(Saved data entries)
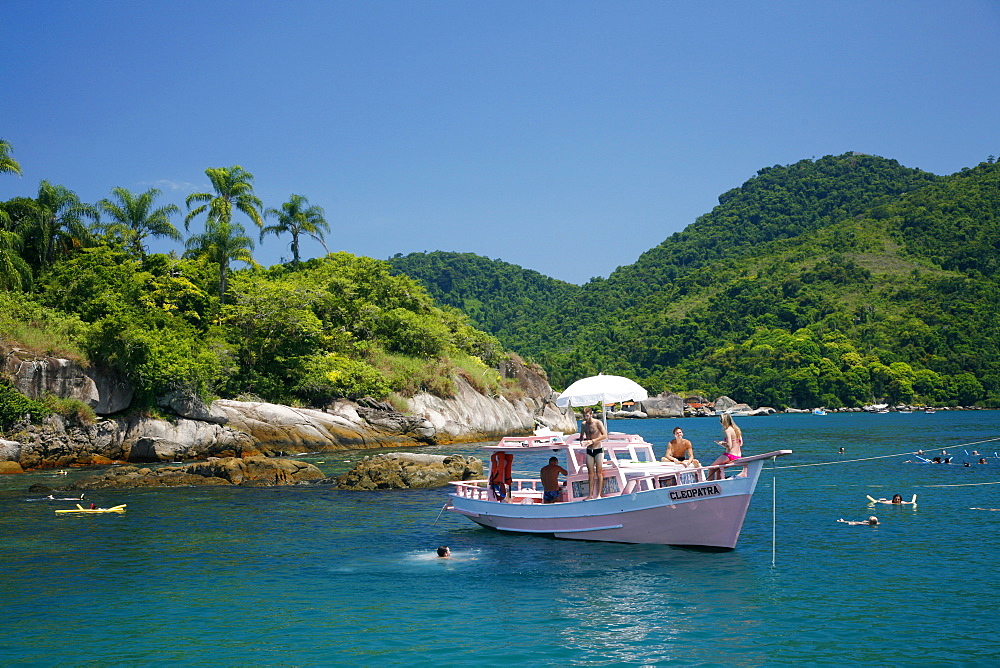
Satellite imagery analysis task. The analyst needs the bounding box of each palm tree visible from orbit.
[97,186,182,256]
[0,139,22,176]
[29,181,99,269]
[184,165,263,232]
[0,139,22,232]
[0,229,31,290]
[183,219,258,304]
[0,139,21,176]
[261,194,330,267]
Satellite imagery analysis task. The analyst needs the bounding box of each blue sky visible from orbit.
[3,1,998,285]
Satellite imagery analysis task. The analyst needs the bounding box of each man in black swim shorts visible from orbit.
[580,406,608,499]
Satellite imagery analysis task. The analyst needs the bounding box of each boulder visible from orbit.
[123,417,255,462]
[156,391,228,424]
[0,460,24,474]
[7,355,100,408]
[2,348,134,415]
[714,396,738,412]
[86,364,134,414]
[64,456,325,489]
[409,375,574,442]
[0,438,22,462]
[336,452,483,490]
[639,393,684,418]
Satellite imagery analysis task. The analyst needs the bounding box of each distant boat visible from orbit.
[812,408,827,416]
[924,408,937,414]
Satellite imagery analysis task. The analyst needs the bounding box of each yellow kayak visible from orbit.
[55,503,127,514]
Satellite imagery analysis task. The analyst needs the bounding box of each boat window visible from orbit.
[572,478,621,499]
[632,447,653,462]
[658,475,677,488]
[678,471,698,486]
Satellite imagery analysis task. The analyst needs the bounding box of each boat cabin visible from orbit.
[469,431,727,505]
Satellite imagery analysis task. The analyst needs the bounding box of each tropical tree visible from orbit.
[0,139,23,231]
[97,186,182,256]
[183,219,258,304]
[0,229,31,290]
[0,139,22,176]
[27,181,99,270]
[184,165,263,232]
[262,194,330,266]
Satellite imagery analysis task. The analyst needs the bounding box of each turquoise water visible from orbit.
[2,411,999,665]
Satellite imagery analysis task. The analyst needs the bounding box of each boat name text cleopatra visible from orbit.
[669,484,722,501]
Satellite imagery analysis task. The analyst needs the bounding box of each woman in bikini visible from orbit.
[707,413,743,480]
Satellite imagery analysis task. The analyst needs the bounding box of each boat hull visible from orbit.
[449,461,766,549]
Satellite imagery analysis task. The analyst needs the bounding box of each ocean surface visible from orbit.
[2,410,999,666]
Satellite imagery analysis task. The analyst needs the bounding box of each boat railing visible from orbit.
[449,478,548,502]
[450,450,792,503]
[701,449,794,480]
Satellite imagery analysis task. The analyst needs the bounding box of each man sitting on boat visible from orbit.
[580,406,608,499]
[541,456,568,503]
[661,427,701,468]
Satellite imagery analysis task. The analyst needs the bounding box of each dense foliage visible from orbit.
[392,155,1000,408]
[4,141,998,415]
[388,251,580,351]
[0,146,520,418]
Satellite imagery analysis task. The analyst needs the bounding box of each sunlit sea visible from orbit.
[2,411,999,666]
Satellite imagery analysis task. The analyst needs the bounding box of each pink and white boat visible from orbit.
[445,430,792,549]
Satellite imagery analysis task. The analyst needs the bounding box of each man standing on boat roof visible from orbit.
[581,406,608,499]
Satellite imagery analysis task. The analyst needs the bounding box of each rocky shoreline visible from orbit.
[1,350,575,472]
[22,453,483,492]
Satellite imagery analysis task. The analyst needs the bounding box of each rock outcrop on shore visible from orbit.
[335,453,483,490]
[638,392,685,418]
[52,457,326,490]
[0,353,575,470]
[3,349,134,415]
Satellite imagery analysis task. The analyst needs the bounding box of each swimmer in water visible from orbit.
[869,493,916,506]
[838,516,879,526]
[436,546,451,558]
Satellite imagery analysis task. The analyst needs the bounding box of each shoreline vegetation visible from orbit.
[2,145,998,468]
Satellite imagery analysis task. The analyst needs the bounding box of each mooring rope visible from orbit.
[917,480,1000,488]
[774,436,1000,470]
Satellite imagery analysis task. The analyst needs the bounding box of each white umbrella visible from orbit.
[556,373,649,423]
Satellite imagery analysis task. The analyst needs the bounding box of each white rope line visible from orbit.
[775,452,915,469]
[917,480,1000,488]
[774,436,1000,470]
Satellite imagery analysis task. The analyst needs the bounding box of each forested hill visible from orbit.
[601,153,940,297]
[387,251,579,340]
[389,154,1000,409]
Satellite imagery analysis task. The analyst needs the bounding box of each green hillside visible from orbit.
[391,155,1000,408]
[0,158,528,423]
[387,251,579,351]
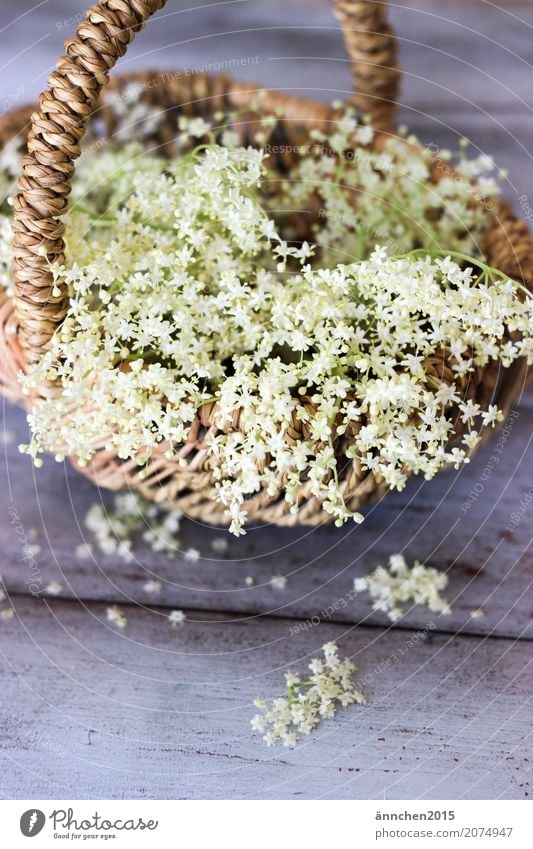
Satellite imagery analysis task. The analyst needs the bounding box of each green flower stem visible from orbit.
[287,679,314,705]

What the task asks:
Leaving out all pictures, print exactly the lines above from the one containing "rope line visible from orbit." through the last line of the entries.

Answer for this exercise:
Satellite imagery analysis task. The analyst needs the bounding box of each white rope line visible from orbit.
[775,452,915,469]
[917,480,1000,488]
[774,436,1000,470]
Satellite imagery analysis task. The analyst needs the bounding box of each forested hill visible from orbit.
[601,153,940,297]
[387,251,579,340]
[389,154,1000,409]
Satellite imagery analysis task. The analyst needs the bounding box of each green hillside visible from orbit.
[391,155,1000,408]
[0,158,528,423]
[387,251,579,351]
Satellite imagery analysis task. The analyst needs the bounding box of each green flower stem visible from orbit.
[287,679,314,705]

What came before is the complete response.